--- START OF DOCUMENT SECTION ---

19 - Knockout Tournaments
from Part IV - Additional Topics
Published online by Cambridge University Press: 05 May 2016
Summary
Introduction
The theory of social choice has developed an immense variety of voting rules, ranging from simple rules such as plurality to more complicated rules such as the tournament equilibrium set studied in Chapter 3. Even though the variety may seem vast, most voting rules can be grouped into a small number of types. The main two types are scoring rules and Condorcet-consistent rules (also called Condorcet extensions). The former contain rules such as Borda and approval voting. A large portion of the latter type of rules consists of majority rules that determine the winner by using pairwise comparisons between candidates using the majority rule. Examples of such rules include the binary cup and the tournament solutions such as the Slater, Banks and uncovered sets (see Chapter 3).
Majority voting rules can be viewed as tournaments: competitions between the candidates that determine the winner using some rule based solely on the results of matches, that is pairwise comparisons.

--- END OF DOCUMENT SECTION ---
--- START OF DATA SHOWN ---

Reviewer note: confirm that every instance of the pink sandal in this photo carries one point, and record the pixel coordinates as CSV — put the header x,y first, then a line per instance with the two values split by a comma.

--- END OF DATA SHOWN ---

### GOALS
a - Can you pull out the part of the knockout tournaments passage starting at "Majority voting rules" and ending at "is pairwise comparisons."?
b - Could you carry the knockout tournaments passage forward from its final sentence?

### ANSWERS BELOW
a -
Majority voting rules can be viewed as tournaments: competitions between the candidates that determine the winner using some rule based solely on the results of matches, that is pairwise comparisons.

b -
Besides as voting rules, tournaments are prevalent in many social settings, most commonly in sports competitions, but also in patent races (Lita, 2008; Durant, 2010), hiring employees (Ryvkin, 2010), and even drug trials (these are commonly referred to as “head-to-head” drug trials).
Tournaments have a wide variety of formats; their common feature is that they proceed in stages. In each stage several pairwise comparisons called matches take place. As mentioned earlier, in social choice, a match is typically implemented by a simple majority rule. The outcome of the matches in a stage influences (using some rule) which matches take place in the next stage. In the final stage a winner is determined. Different types of tournaments differ in how matches in different stages are selected and how the final winner is determined.
A very common type of tournament is the so-called knockout or single-elimination tournament. In a knockout tournament, no ties are allowed, so that everymatch produces a match winner. The important property of a knockout tournament is that once a player loses a match, he is eliminated, that is, “knocked-out,” from the tournament. Thus the winner of a knockout tournament has won all of her matches.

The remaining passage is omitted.